■ Listed records:
================

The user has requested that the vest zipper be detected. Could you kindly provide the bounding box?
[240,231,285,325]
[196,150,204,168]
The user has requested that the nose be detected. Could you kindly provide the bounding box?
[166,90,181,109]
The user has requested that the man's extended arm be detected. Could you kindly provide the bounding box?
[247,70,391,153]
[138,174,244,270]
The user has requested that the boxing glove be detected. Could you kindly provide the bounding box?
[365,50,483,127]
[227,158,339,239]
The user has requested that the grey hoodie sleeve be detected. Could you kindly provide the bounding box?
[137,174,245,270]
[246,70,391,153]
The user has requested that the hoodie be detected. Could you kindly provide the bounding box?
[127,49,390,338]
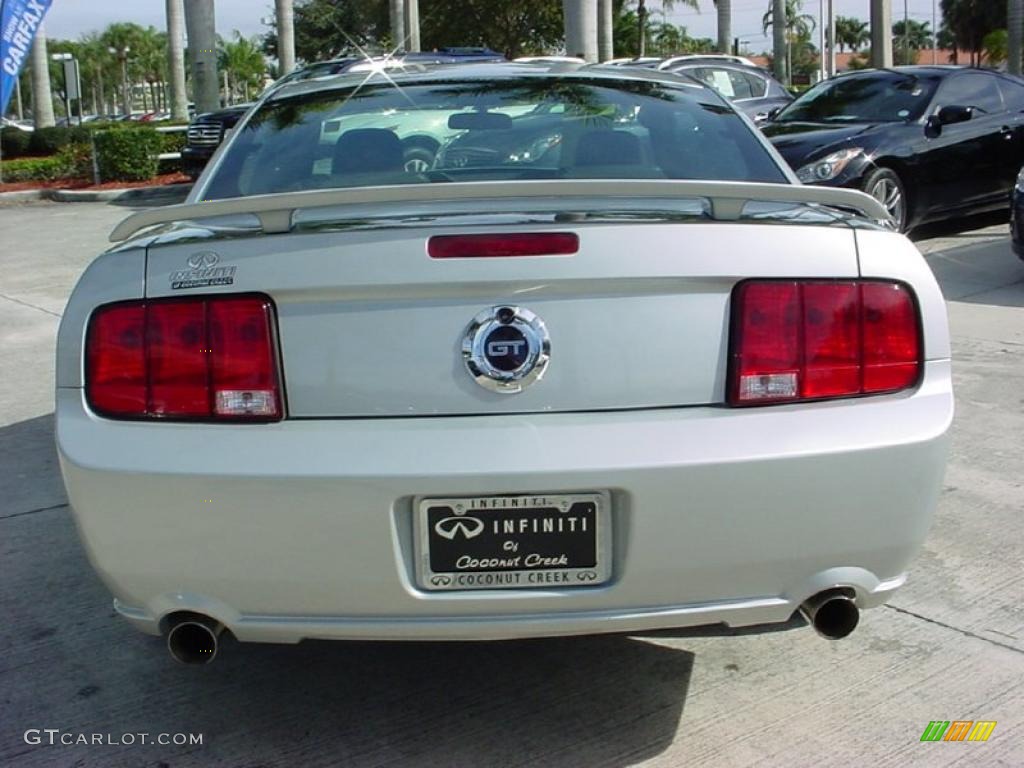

================

■ Set problem: Rewrite all of the records above with "detected" swapped for "located" and everything else left unchanged. Omit the pictures.

■ Solution to the exercise:
The user has requested that the vest zipper be located. Could you kindly provide the bounding box?
[240,231,285,325]
[196,150,204,168]
The user has requested that the nose be located. Could you kindly provide the bounding box?
[166,90,181,109]
The user has requested that the man's extended arm be located. Could you kindly provide the bounding box?
[247,70,391,153]
[138,174,244,270]
The user has requested that the boxing glove be located. Could you kindly provide the bounding box?
[365,50,483,127]
[227,158,339,239]
The user has requested that the grey hoodie sleeve be located. Could you kindly provide the bounding box?
[137,174,245,270]
[246,70,391,153]
The user has requested that the hoodie be located. Could you kindly provide the bounding box?
[127,49,390,338]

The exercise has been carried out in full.